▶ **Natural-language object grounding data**
--------------------------------------------------

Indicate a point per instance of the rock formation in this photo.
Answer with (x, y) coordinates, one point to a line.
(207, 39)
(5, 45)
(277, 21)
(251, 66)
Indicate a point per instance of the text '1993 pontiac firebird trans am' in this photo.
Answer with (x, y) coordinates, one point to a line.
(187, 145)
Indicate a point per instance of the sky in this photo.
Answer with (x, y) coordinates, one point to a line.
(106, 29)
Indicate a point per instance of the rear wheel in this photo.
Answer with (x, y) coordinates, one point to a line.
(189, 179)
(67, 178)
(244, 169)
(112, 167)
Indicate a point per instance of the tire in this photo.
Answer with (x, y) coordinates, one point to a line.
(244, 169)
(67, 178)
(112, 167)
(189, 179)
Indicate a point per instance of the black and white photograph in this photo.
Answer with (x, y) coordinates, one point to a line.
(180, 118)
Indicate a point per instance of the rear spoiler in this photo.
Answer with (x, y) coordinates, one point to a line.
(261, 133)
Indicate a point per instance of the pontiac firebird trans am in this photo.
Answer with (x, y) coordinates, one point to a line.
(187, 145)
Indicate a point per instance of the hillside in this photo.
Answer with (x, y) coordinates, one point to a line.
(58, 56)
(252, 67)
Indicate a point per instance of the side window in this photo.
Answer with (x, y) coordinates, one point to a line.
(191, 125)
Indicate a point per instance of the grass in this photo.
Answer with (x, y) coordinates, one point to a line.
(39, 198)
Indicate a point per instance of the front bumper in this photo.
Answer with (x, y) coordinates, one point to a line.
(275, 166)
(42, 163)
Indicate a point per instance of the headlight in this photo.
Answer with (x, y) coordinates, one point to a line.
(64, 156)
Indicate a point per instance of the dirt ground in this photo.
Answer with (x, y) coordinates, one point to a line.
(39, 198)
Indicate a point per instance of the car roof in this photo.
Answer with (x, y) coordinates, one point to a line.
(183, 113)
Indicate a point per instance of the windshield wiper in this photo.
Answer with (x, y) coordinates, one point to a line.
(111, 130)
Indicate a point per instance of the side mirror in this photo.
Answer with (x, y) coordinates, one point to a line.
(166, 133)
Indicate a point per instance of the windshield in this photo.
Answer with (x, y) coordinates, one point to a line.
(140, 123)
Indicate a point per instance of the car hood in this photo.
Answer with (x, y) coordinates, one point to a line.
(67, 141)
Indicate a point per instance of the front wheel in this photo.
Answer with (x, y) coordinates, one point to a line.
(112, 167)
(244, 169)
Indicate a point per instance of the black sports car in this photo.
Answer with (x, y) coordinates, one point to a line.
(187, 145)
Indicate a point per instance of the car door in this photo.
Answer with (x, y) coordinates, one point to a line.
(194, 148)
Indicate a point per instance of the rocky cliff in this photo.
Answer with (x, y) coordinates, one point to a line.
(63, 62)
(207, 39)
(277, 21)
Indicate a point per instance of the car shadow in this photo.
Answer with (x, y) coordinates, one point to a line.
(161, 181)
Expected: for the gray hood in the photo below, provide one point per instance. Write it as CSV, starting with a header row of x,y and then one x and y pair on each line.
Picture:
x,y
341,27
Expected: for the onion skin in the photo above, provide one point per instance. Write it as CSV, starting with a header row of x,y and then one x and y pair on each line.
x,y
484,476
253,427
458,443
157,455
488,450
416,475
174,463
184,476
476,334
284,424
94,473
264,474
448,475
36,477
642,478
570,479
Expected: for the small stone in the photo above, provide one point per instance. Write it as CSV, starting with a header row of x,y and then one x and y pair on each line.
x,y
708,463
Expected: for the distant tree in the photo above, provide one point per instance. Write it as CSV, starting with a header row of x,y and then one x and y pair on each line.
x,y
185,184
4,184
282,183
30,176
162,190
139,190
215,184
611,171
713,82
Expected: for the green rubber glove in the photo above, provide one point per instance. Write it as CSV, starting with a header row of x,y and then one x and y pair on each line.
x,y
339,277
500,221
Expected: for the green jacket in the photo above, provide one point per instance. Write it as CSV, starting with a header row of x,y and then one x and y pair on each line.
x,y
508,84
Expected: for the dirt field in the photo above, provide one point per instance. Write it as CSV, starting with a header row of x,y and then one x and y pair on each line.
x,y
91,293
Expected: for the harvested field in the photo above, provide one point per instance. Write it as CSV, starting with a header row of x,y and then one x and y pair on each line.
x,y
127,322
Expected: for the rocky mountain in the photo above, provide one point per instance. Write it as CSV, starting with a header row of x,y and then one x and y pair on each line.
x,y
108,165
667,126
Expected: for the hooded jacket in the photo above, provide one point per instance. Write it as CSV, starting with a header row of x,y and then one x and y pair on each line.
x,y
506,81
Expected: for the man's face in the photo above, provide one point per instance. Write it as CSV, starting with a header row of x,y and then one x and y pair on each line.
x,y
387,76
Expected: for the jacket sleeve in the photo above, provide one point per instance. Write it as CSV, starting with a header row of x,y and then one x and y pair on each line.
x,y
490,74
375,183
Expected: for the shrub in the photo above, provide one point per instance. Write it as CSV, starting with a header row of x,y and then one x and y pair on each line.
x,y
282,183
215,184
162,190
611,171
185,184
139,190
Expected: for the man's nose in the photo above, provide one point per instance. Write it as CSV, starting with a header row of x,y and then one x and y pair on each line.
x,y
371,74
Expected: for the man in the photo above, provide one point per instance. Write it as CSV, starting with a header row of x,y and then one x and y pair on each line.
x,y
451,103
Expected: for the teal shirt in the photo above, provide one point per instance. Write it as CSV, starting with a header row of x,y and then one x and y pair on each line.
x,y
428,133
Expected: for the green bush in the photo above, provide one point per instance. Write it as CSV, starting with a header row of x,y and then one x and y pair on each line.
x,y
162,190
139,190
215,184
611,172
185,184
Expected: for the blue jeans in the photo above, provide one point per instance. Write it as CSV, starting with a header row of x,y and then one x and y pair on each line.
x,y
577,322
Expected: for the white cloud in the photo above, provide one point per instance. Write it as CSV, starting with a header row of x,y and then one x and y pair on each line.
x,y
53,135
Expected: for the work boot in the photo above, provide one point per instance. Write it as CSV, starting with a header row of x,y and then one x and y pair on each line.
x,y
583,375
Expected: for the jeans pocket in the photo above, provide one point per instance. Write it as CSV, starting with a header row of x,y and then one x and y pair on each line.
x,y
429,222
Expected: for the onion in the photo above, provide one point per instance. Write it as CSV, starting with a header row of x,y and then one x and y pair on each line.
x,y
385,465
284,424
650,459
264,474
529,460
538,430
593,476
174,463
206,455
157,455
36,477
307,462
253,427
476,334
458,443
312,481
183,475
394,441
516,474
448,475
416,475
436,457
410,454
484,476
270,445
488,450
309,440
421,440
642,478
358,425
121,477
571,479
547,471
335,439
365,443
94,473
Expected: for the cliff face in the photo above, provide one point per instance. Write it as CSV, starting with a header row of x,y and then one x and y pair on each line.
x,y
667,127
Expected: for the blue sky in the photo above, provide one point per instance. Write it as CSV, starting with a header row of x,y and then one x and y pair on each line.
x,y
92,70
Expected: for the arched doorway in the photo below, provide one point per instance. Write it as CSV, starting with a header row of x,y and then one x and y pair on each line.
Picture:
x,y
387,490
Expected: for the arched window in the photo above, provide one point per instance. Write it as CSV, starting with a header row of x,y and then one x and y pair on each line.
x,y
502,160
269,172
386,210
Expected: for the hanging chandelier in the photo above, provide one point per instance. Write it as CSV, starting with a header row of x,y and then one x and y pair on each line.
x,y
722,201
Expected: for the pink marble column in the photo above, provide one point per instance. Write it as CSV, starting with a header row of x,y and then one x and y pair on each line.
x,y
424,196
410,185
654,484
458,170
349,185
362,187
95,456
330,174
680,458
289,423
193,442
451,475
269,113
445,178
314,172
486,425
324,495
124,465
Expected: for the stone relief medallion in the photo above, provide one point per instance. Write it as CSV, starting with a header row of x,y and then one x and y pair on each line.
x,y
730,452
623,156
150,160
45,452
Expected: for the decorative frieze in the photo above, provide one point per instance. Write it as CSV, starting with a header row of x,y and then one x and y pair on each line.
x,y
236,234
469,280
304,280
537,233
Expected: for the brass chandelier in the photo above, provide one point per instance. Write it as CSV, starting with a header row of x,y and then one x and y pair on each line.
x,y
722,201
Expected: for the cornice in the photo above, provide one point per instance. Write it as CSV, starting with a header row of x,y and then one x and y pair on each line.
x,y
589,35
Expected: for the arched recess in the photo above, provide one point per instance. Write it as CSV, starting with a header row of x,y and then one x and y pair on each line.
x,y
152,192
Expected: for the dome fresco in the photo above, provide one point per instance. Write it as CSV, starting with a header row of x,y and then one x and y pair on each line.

--------------------------------------------------

▶ **Task objective**
Those lines above that contain the string "front" should be returned.

▶ **Reply to the task**
Indicate a point per instance of the front bumper in this photo.
Indicate a point per instance of the front wheel in this photo.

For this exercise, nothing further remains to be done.